• **Exercise prompt**
Repeat word for word the line with "Reviewer note: confirm that each instance of the rooftop hvac" and every line after it until the records below run out.

Start of Records for the task

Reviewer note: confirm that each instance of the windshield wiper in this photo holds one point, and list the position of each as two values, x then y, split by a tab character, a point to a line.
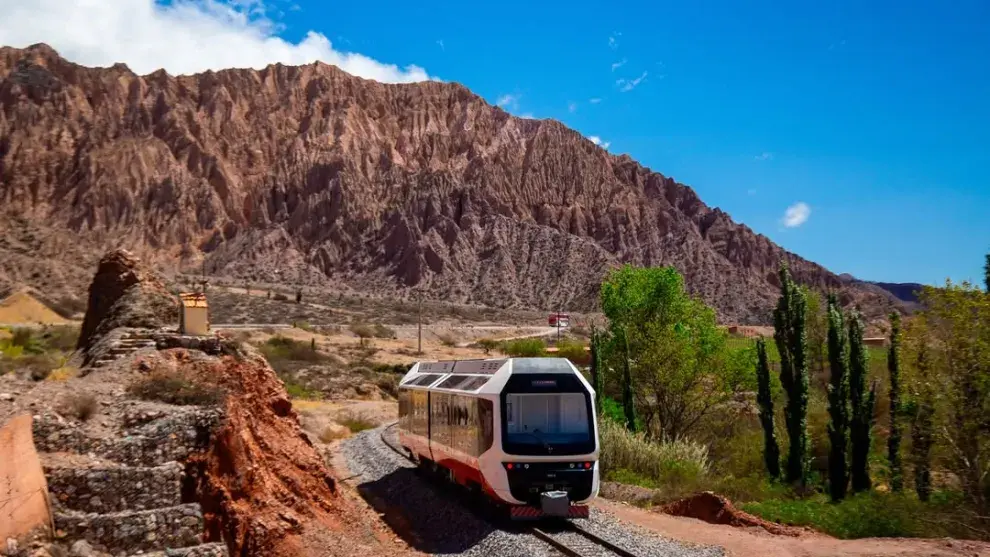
540	439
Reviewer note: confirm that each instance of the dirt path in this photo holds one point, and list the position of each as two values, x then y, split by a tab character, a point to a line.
740	542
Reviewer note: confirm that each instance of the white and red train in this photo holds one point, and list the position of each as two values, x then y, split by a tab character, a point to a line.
523	431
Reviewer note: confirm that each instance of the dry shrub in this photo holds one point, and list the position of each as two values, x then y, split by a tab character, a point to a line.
447	339
40	366
381	331
389	384
355	422
362	331
80	405
670	462
331	434
174	387
63	373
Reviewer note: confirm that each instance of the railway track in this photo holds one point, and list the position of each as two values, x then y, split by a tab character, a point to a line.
566	537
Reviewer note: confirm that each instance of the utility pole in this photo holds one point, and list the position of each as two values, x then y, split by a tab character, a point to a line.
419	324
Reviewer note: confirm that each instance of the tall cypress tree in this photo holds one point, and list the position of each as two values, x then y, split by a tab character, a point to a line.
893	367
922	429
597	370
789	335
771	452
628	404
838	402
862	406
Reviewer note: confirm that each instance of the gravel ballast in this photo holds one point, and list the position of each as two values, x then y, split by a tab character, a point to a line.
438	522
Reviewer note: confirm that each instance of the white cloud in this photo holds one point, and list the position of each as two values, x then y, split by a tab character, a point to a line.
183	37
796	214
508	100
598	141
626	85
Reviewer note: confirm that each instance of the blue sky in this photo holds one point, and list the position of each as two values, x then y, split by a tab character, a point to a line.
875	115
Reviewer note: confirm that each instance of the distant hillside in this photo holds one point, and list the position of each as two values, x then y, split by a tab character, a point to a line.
309	173
904	291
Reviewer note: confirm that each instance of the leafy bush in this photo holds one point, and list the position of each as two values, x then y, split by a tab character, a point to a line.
298	390
381	331
68	307
80	405
524	348
447	339
487	344
331	434
869	514
679	465
389	384
60	337
40	366
285	353
362	331
355	423
173	387
398	369
62	374
27	340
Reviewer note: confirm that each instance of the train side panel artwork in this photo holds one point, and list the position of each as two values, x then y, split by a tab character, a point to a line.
521	430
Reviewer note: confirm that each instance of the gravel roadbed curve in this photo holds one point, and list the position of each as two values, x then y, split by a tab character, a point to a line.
439	523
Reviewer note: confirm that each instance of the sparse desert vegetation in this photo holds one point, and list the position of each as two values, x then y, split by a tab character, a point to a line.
36	352
175	387
718	412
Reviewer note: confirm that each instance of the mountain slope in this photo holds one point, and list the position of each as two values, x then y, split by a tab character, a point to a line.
311	170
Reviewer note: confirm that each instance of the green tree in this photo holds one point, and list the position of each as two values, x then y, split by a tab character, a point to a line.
628	402
921	410
764	397
893	368
789	335
862	404
676	365
632	297
685	370
817	333
838	402
597	369
956	321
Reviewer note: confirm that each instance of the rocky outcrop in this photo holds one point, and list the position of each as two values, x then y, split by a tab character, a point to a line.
309	171
125	293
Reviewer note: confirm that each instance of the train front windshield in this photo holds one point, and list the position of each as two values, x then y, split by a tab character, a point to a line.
547	418
547	414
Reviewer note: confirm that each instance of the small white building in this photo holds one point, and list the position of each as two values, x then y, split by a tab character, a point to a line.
194	315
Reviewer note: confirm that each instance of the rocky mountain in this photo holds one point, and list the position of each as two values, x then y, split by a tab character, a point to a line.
310	172
904	291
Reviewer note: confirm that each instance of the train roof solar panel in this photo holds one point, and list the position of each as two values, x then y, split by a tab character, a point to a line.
425	380
541	365
465	383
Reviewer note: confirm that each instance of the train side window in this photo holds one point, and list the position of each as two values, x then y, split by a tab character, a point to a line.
486	417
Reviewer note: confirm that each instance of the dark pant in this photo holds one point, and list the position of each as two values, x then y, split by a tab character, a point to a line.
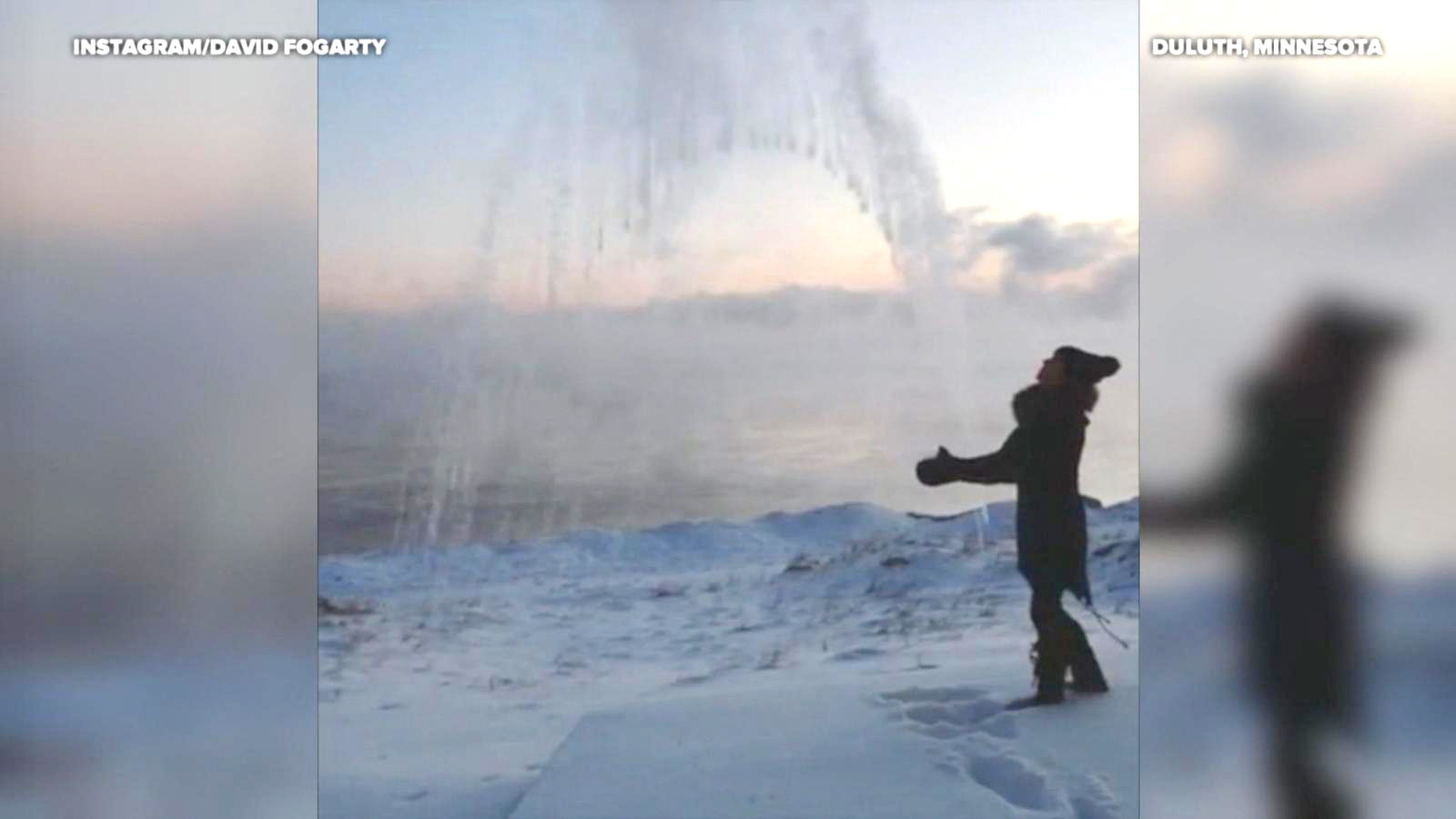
1060	644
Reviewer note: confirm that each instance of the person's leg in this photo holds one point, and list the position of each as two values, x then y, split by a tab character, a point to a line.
1087	672
1050	665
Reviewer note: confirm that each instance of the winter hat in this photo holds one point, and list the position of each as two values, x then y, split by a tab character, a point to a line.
1087	366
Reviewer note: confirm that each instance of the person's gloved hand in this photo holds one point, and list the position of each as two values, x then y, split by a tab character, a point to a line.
938	470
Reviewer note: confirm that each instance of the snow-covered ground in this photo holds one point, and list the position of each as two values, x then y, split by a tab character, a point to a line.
805	665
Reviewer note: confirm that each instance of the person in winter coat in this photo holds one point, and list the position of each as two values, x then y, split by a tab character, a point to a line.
1283	490
1041	457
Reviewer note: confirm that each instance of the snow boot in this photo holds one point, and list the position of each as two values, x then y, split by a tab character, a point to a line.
1050	669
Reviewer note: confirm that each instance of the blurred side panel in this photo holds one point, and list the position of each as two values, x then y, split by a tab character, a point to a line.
1299	576
157	417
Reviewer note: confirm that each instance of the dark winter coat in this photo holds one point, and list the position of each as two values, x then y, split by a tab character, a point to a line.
1281	489
1041	457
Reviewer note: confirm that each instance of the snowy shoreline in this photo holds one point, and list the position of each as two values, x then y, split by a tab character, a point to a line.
449	680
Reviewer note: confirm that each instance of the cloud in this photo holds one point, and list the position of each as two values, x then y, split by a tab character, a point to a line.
1081	267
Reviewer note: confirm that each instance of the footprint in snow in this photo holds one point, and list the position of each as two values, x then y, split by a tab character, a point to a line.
1012	778
975	733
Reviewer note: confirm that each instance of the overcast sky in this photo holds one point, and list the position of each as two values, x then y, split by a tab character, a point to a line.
1023	106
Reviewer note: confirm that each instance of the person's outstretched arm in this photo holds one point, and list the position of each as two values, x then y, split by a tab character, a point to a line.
1001	467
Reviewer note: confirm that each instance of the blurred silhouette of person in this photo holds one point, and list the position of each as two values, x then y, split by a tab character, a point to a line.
1281	490
1041	457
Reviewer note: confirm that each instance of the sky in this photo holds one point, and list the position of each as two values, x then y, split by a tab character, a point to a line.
1021	106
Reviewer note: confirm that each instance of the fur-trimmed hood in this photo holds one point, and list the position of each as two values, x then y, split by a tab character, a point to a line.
1041	404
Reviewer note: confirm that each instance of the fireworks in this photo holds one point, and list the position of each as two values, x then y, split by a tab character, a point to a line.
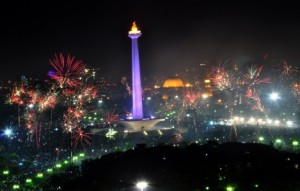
80	135
286	69
253	76
67	71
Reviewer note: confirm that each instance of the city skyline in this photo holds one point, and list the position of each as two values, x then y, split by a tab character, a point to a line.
177	35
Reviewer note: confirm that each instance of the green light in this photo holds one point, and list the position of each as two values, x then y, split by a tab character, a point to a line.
5	172
295	143
40	175
16	186
81	154
58	165
28	180
229	188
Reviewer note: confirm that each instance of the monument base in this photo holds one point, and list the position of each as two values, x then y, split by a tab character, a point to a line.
140	125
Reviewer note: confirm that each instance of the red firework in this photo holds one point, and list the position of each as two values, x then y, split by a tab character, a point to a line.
80	135
287	69
253	76
67	71
253	97
190	98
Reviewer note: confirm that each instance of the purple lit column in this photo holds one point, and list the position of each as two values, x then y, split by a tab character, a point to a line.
137	102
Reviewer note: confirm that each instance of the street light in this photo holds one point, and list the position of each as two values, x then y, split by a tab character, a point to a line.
142	185
274	96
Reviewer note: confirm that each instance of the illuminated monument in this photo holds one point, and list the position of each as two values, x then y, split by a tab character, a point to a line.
138	122
137	102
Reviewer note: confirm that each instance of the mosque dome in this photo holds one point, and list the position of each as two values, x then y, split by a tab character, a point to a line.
173	82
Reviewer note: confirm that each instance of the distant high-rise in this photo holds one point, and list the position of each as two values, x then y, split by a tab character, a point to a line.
137	102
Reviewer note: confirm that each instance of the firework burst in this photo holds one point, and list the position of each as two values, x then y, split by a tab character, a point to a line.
67	71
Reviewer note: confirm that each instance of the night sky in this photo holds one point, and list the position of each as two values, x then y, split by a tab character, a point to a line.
175	34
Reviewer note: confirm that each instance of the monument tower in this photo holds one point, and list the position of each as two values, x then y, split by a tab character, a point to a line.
138	122
137	101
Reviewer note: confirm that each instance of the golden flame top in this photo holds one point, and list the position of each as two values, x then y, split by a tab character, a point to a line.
134	29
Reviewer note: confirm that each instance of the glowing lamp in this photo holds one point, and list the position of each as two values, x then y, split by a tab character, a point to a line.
142	185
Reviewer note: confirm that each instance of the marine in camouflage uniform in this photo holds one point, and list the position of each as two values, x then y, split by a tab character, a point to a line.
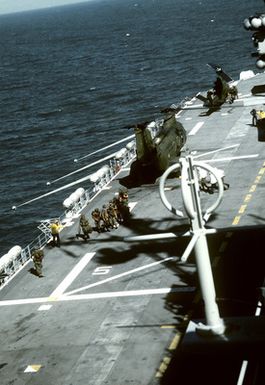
123	204
113	218
85	227
37	257
105	218
97	219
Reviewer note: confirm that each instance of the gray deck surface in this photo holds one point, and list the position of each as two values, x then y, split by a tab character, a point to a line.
129	302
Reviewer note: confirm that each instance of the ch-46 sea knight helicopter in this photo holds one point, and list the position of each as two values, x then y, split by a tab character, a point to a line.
158	144
223	91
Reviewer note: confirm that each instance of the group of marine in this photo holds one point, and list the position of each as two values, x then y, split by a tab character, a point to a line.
109	217
115	212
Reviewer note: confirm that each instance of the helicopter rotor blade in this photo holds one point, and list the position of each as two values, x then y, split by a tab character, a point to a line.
104	148
83	168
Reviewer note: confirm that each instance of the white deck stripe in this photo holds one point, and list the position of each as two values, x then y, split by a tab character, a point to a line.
196	128
72	275
128	293
118	276
113	294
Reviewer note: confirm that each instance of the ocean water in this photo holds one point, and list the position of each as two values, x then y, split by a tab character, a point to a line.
73	78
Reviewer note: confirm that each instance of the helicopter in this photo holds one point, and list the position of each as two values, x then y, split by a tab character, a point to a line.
158	144
222	91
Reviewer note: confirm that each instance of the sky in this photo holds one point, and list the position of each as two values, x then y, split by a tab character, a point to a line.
10	6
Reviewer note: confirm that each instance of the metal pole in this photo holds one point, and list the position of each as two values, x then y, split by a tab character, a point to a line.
214	323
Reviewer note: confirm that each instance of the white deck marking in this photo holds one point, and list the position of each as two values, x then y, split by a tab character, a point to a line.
231	158
72	275
214	151
44	307
118	276
24	301
132	205
128	293
113	294
196	128
32	369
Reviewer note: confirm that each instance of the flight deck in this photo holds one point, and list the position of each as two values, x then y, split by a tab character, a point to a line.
114	310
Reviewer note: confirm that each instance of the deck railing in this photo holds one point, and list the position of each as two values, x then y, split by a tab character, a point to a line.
12	262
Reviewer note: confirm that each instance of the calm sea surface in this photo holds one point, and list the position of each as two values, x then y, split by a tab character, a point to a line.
72	78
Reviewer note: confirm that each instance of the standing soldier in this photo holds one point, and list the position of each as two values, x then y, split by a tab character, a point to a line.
105	218
123	204
85	227
55	229
97	219
113	218
37	257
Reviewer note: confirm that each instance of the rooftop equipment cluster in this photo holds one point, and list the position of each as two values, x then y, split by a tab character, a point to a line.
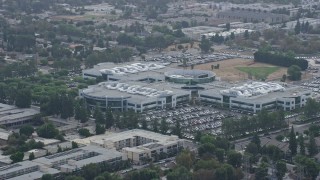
131	69
135	89
253	89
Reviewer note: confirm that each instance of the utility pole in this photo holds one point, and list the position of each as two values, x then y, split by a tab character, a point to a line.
300	175
246	159
273	171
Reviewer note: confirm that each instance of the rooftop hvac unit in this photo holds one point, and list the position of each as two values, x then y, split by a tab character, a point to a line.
72	162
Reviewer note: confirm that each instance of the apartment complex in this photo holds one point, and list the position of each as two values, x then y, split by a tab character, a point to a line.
25	170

End of Records for the task

• **Solution below**
Reviewer note: confirm that each instance of the rooftop hvac unit in this photo holds one point, and list the position of each as two values, x then y, split by a tab character, a point to a line.
72	162
Reviewer note: confirm that each instance of the apartment complex in this photo holds one point, and list the position of each as two values, x then y, split by a tab character, a point to a line.
25	170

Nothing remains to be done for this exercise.